───── Given records
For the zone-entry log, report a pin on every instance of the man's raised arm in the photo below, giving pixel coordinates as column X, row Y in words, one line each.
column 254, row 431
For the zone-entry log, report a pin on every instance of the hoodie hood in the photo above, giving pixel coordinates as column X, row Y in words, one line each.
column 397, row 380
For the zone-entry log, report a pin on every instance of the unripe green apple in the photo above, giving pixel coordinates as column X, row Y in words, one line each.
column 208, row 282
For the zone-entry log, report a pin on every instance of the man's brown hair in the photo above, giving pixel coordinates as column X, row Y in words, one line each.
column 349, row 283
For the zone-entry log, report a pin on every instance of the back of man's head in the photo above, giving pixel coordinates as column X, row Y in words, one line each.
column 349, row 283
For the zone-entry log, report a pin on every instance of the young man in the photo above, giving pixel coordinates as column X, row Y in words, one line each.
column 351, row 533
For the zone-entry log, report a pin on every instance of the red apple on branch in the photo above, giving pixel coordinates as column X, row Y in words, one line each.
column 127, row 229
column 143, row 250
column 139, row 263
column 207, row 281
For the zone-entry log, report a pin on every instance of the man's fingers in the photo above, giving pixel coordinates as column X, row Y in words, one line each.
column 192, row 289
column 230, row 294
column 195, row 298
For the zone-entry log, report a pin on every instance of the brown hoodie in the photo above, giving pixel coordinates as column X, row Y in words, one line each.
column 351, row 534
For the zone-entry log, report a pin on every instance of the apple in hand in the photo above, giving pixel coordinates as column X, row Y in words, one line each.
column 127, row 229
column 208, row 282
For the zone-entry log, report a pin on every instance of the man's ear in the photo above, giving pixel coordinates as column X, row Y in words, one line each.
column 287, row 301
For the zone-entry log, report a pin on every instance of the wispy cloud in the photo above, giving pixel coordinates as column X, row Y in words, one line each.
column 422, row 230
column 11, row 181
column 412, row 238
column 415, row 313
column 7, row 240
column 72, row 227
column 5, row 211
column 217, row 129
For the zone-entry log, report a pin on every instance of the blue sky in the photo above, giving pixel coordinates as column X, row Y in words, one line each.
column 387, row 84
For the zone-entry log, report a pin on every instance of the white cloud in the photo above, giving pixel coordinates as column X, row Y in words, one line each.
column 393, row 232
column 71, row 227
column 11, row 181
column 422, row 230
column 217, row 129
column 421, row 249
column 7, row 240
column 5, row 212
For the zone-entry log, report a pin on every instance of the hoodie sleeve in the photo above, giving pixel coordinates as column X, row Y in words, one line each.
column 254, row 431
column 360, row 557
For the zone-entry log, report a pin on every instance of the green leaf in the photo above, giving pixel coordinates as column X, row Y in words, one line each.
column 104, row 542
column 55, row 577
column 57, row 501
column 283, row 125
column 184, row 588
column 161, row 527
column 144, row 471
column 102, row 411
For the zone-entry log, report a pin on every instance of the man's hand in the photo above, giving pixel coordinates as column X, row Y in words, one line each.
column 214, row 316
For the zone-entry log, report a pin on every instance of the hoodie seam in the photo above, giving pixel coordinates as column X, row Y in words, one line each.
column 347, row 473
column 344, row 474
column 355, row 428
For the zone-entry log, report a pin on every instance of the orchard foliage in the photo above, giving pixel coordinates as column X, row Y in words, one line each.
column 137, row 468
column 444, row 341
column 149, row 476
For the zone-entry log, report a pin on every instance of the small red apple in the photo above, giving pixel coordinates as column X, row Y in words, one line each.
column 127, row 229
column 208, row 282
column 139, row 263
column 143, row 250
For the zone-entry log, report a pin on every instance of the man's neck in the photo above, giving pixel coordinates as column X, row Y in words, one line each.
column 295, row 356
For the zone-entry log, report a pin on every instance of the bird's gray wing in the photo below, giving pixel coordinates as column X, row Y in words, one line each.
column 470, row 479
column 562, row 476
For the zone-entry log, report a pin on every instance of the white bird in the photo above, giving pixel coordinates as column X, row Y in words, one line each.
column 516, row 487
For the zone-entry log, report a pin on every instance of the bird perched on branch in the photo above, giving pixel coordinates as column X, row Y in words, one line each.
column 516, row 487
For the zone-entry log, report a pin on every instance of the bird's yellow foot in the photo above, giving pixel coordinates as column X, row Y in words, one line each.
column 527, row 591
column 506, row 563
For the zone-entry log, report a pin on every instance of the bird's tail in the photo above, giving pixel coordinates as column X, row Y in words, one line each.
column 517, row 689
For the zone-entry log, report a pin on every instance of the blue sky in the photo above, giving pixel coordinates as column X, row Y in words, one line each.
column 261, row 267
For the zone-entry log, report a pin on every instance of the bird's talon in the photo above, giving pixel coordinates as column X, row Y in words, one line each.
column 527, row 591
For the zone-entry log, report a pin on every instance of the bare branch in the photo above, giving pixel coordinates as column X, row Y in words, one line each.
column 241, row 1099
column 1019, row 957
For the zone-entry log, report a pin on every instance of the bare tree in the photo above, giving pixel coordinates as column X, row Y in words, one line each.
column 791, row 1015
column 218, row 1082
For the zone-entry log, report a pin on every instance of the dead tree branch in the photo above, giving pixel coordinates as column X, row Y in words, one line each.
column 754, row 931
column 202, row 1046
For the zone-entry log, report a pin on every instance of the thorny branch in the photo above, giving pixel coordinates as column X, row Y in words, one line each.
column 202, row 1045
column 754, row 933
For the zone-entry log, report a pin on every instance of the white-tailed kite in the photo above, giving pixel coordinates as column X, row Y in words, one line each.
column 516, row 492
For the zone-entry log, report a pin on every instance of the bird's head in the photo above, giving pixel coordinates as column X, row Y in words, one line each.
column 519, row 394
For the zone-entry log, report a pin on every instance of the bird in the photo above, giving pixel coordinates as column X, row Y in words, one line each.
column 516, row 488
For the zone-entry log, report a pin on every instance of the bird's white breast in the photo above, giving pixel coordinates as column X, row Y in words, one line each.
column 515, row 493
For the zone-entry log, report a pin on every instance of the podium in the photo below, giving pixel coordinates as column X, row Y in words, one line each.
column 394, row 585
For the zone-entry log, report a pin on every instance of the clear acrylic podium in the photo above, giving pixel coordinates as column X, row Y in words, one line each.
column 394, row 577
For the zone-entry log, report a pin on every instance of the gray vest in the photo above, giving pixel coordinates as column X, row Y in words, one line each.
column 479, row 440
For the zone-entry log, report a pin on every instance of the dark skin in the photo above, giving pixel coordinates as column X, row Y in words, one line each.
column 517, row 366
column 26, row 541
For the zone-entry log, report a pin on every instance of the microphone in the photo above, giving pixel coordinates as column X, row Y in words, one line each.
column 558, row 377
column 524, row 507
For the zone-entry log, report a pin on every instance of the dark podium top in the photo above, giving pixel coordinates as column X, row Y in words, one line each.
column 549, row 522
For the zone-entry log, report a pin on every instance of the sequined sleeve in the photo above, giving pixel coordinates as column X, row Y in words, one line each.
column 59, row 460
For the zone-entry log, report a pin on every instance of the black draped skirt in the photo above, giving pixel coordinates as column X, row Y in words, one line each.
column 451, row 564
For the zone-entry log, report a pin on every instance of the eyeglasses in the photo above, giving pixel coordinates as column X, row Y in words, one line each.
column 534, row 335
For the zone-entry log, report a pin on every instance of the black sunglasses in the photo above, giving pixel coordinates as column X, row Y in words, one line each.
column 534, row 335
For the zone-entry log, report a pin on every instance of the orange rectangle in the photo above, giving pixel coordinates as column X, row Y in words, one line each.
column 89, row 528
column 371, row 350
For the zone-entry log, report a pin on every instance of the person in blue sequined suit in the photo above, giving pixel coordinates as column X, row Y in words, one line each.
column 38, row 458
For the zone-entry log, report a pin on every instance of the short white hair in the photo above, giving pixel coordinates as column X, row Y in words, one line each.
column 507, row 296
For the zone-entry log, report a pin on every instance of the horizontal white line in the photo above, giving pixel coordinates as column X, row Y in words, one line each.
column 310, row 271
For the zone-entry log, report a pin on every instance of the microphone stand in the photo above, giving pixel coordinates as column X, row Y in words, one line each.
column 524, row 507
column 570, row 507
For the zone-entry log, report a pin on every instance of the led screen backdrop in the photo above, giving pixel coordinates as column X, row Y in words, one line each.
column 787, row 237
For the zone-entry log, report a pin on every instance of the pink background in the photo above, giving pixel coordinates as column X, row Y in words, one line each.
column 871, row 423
──────────
● **Required task**: Format the rows from the line that contains "the bird's talon" through the line that contains "column 754, row 933" as a two-column CSV with the header text,answer and one line per row. Put each row's wording under text and its answer under answer, each as a single quoted field with line breaks replaced by spaces.

● **Exercise result**:
text,answer
"For the zone-entry log, report a pin on every instance of the bird's talon in the photo above, giving pixel coordinates as column X, row Y in words, one line each.","column 527, row 591"
"For the zone-entry log, report a pin on every instance of the bare branch in the photo above, giving pixel coordinates as column X, row Y in words, one line each.","column 241, row 1099 column 1019, row 957"
"For the zone-entry log, report a pin on every instance of the bare tree in the photo above, giving pixel coordinates as column X, row Y in words, one line each.","column 791, row 1015 column 218, row 1082"
"For the zone-entry log, report a pin on every instance of the dead tree branch in the photo above, giving pixel coordinates as column X, row Y in words, one line each.","column 754, row 931 column 202, row 1046"
"For the zone-entry log, report a pin on every instance of the thorny branch in the photo above, giving pixel coordinates as column X, row Y in words, one line each.","column 202, row 1045 column 754, row 933"